• [Zu lösende Aufgabe]:
Übertrage aus den folgenden Datensätzen die Zeilen unverändert, angefangen bei der Zeile mit „Drop one dot on each instance of the skin“ bis einschließlich der Zeile mit „[360, 1229]“.

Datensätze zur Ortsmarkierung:
--------------------------------
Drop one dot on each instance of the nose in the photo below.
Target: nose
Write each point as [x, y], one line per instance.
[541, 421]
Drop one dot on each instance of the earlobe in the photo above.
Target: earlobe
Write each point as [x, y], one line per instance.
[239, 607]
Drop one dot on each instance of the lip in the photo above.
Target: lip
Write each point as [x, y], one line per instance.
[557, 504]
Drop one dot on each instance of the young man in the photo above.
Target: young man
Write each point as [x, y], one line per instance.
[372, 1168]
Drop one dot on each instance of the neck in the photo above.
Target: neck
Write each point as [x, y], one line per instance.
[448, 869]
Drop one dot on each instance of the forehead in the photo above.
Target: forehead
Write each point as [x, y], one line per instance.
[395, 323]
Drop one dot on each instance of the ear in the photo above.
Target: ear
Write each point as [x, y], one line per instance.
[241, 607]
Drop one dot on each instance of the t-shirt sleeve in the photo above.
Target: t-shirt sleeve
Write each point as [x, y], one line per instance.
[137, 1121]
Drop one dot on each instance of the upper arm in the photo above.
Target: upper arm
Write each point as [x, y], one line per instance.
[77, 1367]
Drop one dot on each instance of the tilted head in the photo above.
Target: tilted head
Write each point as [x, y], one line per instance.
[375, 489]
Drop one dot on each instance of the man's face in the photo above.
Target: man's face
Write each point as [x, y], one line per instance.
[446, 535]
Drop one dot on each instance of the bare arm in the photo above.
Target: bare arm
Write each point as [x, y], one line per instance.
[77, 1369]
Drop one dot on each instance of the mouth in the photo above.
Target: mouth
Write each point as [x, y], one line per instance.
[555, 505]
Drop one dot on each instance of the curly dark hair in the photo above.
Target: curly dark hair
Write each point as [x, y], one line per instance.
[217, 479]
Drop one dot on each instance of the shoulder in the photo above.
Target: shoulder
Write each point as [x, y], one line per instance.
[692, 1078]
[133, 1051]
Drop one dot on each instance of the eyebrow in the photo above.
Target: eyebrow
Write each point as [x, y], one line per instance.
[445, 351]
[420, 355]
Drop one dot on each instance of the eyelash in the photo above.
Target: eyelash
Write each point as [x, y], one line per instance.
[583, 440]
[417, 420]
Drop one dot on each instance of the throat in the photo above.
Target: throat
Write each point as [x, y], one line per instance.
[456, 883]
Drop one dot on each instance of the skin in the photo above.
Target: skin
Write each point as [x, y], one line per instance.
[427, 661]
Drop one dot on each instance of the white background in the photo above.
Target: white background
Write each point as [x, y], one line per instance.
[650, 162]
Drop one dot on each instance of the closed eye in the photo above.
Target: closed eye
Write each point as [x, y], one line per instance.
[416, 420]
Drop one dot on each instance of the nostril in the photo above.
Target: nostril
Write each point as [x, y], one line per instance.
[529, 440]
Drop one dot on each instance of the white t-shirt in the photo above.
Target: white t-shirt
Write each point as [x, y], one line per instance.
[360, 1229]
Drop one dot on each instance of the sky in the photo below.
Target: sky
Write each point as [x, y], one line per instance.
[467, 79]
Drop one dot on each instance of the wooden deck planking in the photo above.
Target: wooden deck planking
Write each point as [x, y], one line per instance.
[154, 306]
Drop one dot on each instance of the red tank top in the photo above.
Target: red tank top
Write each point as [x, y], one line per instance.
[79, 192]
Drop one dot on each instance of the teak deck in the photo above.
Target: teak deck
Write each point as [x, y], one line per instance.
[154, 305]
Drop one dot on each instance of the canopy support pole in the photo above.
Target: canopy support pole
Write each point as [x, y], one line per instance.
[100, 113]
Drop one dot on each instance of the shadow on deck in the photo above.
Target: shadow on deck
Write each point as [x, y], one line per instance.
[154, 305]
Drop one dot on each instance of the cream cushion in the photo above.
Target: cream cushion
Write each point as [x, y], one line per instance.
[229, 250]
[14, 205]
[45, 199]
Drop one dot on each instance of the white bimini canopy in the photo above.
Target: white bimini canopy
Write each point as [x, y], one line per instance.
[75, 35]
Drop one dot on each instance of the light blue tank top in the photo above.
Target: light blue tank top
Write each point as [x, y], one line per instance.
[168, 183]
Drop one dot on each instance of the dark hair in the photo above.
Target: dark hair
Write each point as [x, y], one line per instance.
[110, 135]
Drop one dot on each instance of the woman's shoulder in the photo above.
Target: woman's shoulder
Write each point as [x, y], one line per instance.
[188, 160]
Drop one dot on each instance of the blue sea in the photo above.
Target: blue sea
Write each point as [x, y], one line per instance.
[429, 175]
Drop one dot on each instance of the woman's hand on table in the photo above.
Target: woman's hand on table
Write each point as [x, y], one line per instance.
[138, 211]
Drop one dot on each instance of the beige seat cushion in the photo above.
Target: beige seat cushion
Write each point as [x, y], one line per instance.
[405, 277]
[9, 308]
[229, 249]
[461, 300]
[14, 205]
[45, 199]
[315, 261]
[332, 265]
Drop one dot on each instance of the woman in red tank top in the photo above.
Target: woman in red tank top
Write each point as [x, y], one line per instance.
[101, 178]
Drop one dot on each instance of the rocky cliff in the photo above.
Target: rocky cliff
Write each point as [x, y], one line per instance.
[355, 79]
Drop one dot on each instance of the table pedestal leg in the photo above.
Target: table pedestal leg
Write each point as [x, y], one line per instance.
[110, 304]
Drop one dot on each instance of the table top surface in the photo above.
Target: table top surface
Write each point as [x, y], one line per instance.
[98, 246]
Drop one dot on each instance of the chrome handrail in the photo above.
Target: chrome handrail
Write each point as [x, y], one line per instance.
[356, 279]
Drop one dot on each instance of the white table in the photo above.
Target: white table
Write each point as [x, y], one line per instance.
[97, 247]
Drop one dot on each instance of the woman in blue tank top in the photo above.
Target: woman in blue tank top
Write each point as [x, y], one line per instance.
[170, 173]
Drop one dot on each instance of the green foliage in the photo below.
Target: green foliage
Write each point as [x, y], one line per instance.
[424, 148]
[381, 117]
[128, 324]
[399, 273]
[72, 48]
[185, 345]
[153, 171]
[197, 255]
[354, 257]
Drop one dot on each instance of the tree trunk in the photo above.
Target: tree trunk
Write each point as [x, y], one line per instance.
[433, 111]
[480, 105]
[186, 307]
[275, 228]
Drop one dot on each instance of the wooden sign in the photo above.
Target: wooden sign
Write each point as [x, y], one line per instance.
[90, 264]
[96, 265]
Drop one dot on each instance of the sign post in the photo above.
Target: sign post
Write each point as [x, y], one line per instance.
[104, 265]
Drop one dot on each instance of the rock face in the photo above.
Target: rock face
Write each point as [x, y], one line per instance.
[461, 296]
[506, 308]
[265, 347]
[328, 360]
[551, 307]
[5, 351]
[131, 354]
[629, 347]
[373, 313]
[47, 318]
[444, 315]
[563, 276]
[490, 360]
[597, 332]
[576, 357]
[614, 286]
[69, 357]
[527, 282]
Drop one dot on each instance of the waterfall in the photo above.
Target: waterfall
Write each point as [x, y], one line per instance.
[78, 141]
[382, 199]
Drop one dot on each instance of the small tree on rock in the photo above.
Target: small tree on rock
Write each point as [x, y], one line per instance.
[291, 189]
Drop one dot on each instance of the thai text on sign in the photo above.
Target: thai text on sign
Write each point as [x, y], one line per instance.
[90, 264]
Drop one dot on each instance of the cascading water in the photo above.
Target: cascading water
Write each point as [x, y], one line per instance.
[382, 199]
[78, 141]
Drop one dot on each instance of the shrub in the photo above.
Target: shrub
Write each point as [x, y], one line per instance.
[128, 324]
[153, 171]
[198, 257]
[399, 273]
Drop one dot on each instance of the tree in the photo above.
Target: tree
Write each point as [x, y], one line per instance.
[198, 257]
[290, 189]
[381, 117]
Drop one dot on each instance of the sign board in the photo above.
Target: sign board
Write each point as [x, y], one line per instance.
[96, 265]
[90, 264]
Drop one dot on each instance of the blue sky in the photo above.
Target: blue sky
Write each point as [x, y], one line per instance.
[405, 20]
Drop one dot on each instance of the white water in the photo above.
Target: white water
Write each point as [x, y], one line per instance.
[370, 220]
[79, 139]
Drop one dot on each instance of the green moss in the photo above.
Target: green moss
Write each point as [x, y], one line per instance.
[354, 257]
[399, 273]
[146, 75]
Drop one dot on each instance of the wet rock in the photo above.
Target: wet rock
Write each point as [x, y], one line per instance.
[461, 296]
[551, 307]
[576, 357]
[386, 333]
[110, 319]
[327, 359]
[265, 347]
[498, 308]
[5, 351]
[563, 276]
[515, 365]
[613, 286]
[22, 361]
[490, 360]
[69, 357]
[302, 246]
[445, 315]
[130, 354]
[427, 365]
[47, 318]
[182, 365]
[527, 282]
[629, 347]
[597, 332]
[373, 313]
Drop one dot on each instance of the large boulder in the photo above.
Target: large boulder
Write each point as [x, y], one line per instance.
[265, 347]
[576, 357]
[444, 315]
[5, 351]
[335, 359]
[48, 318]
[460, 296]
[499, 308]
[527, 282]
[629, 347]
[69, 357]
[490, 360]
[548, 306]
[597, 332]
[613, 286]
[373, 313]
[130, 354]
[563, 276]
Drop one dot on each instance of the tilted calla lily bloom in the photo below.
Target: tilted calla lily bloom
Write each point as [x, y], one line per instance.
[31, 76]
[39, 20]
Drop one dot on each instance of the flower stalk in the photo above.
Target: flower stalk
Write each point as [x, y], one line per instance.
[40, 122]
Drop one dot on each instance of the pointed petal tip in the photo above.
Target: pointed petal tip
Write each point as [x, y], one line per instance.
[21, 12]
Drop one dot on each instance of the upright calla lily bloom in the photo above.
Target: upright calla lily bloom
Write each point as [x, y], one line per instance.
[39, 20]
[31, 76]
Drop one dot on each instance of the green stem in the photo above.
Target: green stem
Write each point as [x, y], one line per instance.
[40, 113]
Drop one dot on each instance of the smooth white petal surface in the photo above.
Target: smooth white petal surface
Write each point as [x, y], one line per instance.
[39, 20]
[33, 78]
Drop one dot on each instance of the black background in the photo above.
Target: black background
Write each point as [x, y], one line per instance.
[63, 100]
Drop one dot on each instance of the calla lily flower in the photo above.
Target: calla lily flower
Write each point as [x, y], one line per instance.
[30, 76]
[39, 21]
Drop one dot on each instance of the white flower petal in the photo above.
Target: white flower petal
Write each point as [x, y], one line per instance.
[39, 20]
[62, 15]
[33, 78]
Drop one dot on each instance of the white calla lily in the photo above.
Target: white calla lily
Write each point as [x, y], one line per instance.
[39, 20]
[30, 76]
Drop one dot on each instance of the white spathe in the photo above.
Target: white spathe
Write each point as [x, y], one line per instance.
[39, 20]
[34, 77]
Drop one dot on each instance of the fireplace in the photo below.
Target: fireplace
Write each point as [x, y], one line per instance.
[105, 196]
--------------------------------
• [Lösung der Übung]:
Drop one dot on each instance of the skin in the photo above.
Target: skin
Write each point as [x, y], one line per instance.
[427, 661]
Drop one dot on each instance of the white background in the photo above.
Target: white background
Write each point as [x, y], one line per instance.
[650, 162]
Drop one dot on each instance of the closed eye in the photo above.
Target: closed eye
Write each point as [x, y], one line per instance.
[416, 420]
Drop one dot on each instance of the nostril in the photo above.
Target: nostril
Write each point as [x, y], one line per instance.
[529, 440]
Drop one dot on each instance of the white t-shirt in the photo above.
Target: white t-shirt
Write each point as [x, y], one line per instance.
[360, 1229]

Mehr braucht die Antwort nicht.